§ **本文**:

|---|

そして、隣りには上品なツイードのシャネル風スーツを着たおばあさん。
夙川か芦屋川あたりで乗車されたお2人。

とにかくおじいさんが醸し出すのはタダモノナラヌ雰囲気。なぜか一瞬で目が釘づけになった。


おじいさんのカバンを見て驚いた。
上質な皮のトートバッグ。
ほどよく使い込まれ、手入れの行き届いた惚れ惚れするようなツヤ感。
そのカバンには、なぜかカエルのアップリケ!

カエル。意外に大きなカエル。
しかも縦長のカエル。
ピョーーンとジャンプした瞬間のカエル。

なぜカエル?

もう目が離せない。

カエルに目が吸い込まれていく。

おじいさんが電車を降りられるまで、ずっと目が離せなかった。


あの日のかえるカバンのおじいさん。

その後折に触れて思い出し、
随分経ってから「もしかするとこの人?!」と思われる人物が現れた。


木川かえるさん。
ジャズ漫画家。




絶対にこの人だ!


あの日乗った電車には戻れないから、確かめることはできないけれど、なぜか強い自信がある。
木川かえるさんに間違いない。はず。


木川かえる師匠。
ジャズ漫画。
どうしても観たい。
YouTubeにも見当たらない。すごく残念だ。

|---|

§ **元資料**:
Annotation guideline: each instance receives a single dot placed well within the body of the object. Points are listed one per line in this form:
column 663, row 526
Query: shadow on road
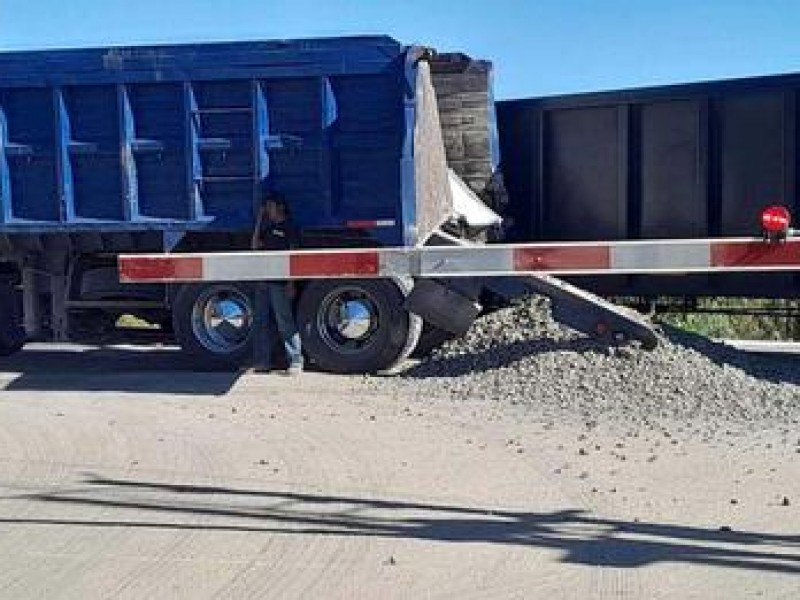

|---|

§ **取り組む課題**:
• a. 本文から「そして、隣りには上品なツイードのシャネル風スーツを着たおばあさん。」で始まり「カエル。意外に大きなカエル。」まで続く部分を、一字も変えずに繰り返す。
• b. 本文の次の一文を英語に訳す:「あの日乗った電車には戻れないから、確かめることはできないけれど、なぜか強い自信がある。」
• c. 本文で、あの日のおじいさんが木川かえるさんかどうかを筆者が確かめられないのはなぜか。1〜3文で説明する。
手がかりは本文だけに限ること。

§ **解答済み課題**:
• a.
そして、隣りには上品なツイードのシャネル風スーツを着たおばあさん。
夙川か芦屋川あたりで乗車されたお2人。

とにかくおじいさんが醸し出すのはタダモノナラヌ雰囲気。なぜか一瞬で目が釘づけになった。


おじいさんのカバンを見て驚いた。
上質な皮のトートバッグ。
ほどよく使い込まれ、手入れの行き届いた惚れ惚れするようなツヤ感。
そのカバンには、なぜかカエルのアップリケ!

カエル。意外に大きなカエル。

• b. I can't go back to the train I rode that day, so there's no way to confirm it, but for some reason I feel strongly confident.

• c. あの日乗った電車にはもう戻れないからだ。